**WORK INSTRUCTION**
Could you reproduce every record below exactly, excluding all pictures?

Segment Start: SUPPLIED MATERIAL

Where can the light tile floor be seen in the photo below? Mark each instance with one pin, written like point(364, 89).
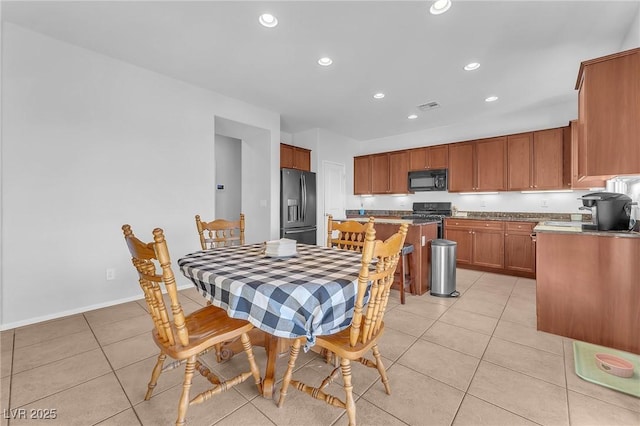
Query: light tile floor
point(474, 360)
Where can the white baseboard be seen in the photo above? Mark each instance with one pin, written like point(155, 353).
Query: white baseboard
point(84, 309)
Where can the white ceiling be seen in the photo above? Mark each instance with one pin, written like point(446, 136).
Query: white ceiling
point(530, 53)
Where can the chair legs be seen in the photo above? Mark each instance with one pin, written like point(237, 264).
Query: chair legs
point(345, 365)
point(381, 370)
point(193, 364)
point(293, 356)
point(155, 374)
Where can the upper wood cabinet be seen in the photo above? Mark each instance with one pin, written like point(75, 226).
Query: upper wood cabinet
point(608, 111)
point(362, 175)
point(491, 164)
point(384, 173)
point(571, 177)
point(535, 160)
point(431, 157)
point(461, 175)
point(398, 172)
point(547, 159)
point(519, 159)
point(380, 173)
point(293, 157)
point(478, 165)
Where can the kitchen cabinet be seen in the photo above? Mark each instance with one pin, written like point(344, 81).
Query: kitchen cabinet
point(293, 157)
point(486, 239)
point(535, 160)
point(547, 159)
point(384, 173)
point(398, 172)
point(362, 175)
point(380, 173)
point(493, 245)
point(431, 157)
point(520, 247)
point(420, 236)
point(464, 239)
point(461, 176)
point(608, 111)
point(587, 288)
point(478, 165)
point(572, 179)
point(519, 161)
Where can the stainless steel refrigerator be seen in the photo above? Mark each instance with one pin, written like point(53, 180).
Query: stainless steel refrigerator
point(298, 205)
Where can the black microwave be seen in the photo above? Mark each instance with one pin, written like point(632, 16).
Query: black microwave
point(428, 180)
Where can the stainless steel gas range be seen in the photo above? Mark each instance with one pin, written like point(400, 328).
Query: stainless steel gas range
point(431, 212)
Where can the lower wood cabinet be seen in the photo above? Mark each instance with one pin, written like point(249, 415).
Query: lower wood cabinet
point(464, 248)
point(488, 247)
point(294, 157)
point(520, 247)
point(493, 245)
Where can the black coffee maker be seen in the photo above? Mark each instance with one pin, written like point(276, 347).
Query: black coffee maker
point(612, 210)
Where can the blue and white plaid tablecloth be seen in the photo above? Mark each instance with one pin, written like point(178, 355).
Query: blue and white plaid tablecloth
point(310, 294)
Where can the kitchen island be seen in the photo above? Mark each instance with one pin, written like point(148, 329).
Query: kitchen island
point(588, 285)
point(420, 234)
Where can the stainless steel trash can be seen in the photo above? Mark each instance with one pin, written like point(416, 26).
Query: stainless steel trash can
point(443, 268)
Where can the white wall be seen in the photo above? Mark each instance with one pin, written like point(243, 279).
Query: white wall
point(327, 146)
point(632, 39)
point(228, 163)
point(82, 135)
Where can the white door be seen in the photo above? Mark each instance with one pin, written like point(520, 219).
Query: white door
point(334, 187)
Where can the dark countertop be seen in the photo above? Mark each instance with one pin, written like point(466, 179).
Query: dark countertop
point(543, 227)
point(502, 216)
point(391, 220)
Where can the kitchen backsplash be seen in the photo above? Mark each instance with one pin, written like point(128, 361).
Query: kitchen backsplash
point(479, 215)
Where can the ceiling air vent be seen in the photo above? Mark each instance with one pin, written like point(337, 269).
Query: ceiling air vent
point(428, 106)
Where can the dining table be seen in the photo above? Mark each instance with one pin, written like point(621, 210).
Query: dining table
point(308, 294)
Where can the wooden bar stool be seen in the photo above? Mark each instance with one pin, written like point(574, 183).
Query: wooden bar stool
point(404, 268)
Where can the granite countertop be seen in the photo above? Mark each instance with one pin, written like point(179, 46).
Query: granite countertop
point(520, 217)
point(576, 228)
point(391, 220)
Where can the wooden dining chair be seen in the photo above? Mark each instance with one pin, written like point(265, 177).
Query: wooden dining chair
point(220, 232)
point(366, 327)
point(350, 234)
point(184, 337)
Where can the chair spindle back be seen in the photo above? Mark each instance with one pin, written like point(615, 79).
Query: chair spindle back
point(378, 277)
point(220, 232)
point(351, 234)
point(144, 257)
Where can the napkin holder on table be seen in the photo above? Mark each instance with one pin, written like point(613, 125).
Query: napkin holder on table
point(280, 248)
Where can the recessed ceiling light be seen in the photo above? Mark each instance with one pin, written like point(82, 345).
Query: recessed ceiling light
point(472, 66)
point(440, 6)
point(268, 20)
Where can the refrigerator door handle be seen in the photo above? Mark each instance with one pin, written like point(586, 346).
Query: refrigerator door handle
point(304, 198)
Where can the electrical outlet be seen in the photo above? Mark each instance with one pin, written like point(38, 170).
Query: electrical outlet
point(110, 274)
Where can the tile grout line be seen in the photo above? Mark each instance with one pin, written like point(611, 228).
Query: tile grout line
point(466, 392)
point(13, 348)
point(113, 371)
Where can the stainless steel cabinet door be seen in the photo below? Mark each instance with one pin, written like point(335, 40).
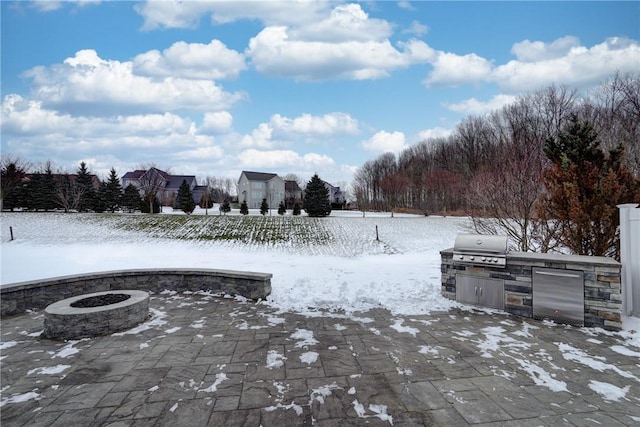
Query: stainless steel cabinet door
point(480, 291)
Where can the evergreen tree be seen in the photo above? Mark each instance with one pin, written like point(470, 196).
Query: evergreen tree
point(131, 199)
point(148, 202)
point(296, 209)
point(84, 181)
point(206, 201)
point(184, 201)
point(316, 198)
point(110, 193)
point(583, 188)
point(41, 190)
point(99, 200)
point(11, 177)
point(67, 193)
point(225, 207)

Segment End: SUPPLIED MATERIAL

**REPLY TO THE EXERCISE**
Where can the light tile floor be seen in the photo below? Mark each instance with one pin, written like point(364, 89).
Query: light tile floor
point(474, 360)
Where can the white baseboard be seen in the photo above? Mark each instance with one pin, written like point(155, 353).
Query: white baseboard
point(84, 309)
Where can the white ceiling be seen in the photo above? Mark each instance with one pin, written like point(446, 136).
Query: white ceiling
point(530, 53)
Where can the chair legs be seen in the photo above? Mark each instance with one pin, written like point(237, 264).
Query: chair legs
point(345, 365)
point(381, 370)
point(193, 364)
point(293, 356)
point(155, 374)
Where can the upper wood cabinet be seen in the photo above? Mark each instance with one pin, written like point(75, 226).
Query: upper wood cabinet
point(608, 111)
point(362, 175)
point(491, 164)
point(384, 173)
point(571, 177)
point(535, 160)
point(431, 157)
point(461, 175)
point(398, 172)
point(547, 159)
point(519, 159)
point(380, 173)
point(293, 157)
point(478, 165)
Where can the kitchen cabinet be seen in the photo above? Mark each instance with one pin, written like point(344, 81).
Query: kitchen cabinet
point(293, 157)
point(486, 239)
point(535, 160)
point(547, 159)
point(384, 173)
point(398, 172)
point(362, 175)
point(380, 173)
point(493, 245)
point(431, 157)
point(520, 247)
point(420, 236)
point(464, 239)
point(461, 176)
point(608, 111)
point(587, 288)
point(478, 165)
point(572, 179)
point(519, 161)
Where can the stainless steel refrigerator be seen in the photo above? Mark each instance with one pin, written like point(53, 180).
Query: stainless steel refrigerator
point(298, 205)
Where can the black microwave be seen in the photo above? Mark each instance with one pin, written like point(632, 16).
Query: black microwave
point(428, 180)
Where can the stainless steel gas range be seen in the photo above? Mark each instance with one pin, written like point(400, 328).
Query: stainless steel gas range
point(431, 212)
Where can the lower wood cabinet be seen in the photo above? Mark each instance with one pin, written like point(249, 415).
Query: lower wood cabinet
point(464, 248)
point(488, 247)
point(294, 157)
point(520, 247)
point(493, 245)
Where can the black coffee maker be seen in the photo above? Mark each instance with one pin, written like point(276, 347).
Query: black coffee maker
point(612, 210)
Where can the blue and white plaid tablecloth be seen in the photo above? Mark each instance with one pin, written like point(178, 355).
Query: blue and white plaid tablecloth
point(310, 294)
Where can the kitchen island be seen in the photo above? Mark each instance with one pin, written like point(148, 329).
Query: kitchen island
point(588, 285)
point(420, 234)
Where can the stainless steel trash can be seen in the photo above? Mark each instance with one pin, written like point(416, 26).
Query: stainless steel trash can
point(443, 268)
Where can the white wall be seen in the photo above? Mark each instance with one pin, written like point(243, 279).
Query: white wall
point(327, 146)
point(632, 39)
point(228, 163)
point(82, 135)
Where can the white door be seen in the photo above? Mark each instance with one pin, written like point(520, 219).
Query: white door
point(334, 187)
Where can the dark countertop be seen in the photo above? Mark each instance with one pin, written like point(466, 179).
Query: dark countertop
point(543, 227)
point(502, 216)
point(391, 220)
Where can the kitchen backsplash be seen in the photo above? Mark each instance with one pin, written like point(128, 361).
Query: kitchen backsplash
point(479, 215)
Where can the ceiling air vent be seen in the photo above? Mark each instance with one pin, written like point(337, 269).
Query: ceiling air vent
point(428, 106)
Where can the dining table be seen in the photo above? Mark each instance with one pin, written like point(621, 210).
Query: dining table
point(308, 294)
Where can the wooden bar stool be seen in the photo above? Mark each instance with one pin, written like point(574, 183).
Query: wooden bar stool
point(404, 268)
Where can the granite countertop be seen in the photo above? Mark each instance with one pin, written like point(179, 46).
Query: granite countertop
point(520, 217)
point(576, 228)
point(391, 220)
Where can the wooden dining chair be seen in the photo above? Mark each instance with one pin, written like point(265, 177).
Query: wooden dining chair
point(220, 232)
point(366, 327)
point(350, 234)
point(184, 337)
Where can the chair spindle back be seen in the photo above? Mark each instance with one pin, written like point(615, 79).
Query: chair spindle back
point(378, 277)
point(220, 232)
point(351, 234)
point(144, 257)
Where can the napkin holder on table be seen in the photo above? Mark each instance with one pin, written like point(613, 125).
Query: napkin holder on table
point(280, 248)
Where can the recessed ceiling light be seen in the photo above? Mark each instance with one pin, written like point(82, 345).
Query: recessed ceiling light
point(472, 66)
point(440, 6)
point(268, 20)
Where can the refrigerator door handle be seen in the photo above? Mark each instance with one pin, written like point(586, 346).
Query: refrigerator door handle
point(304, 198)
Where can the electrical outlet be seen in the photo above? Mark each instance with one pin, written like point(38, 170).
Query: electrical outlet
point(110, 274)
Where can the tile grout line be seen in the photo above? Mark each instance with one pin, written like point(611, 228).
Query: tile grout line
point(466, 392)
point(13, 348)
point(113, 371)
Where can the stainless steel cabinet door be seen in the photo below? Mark each instance with one pin, written like point(335, 40).
Query: stainless steel cabinet door
point(480, 291)
Where can the evergreen tree be seen in the photo above? Mark each instance with one pin, written like point(470, 196).
Query: evergreen tree
point(131, 199)
point(148, 202)
point(296, 209)
point(84, 181)
point(206, 201)
point(184, 201)
point(316, 198)
point(110, 193)
point(583, 188)
point(41, 190)
point(99, 200)
point(11, 177)
point(67, 193)
point(225, 207)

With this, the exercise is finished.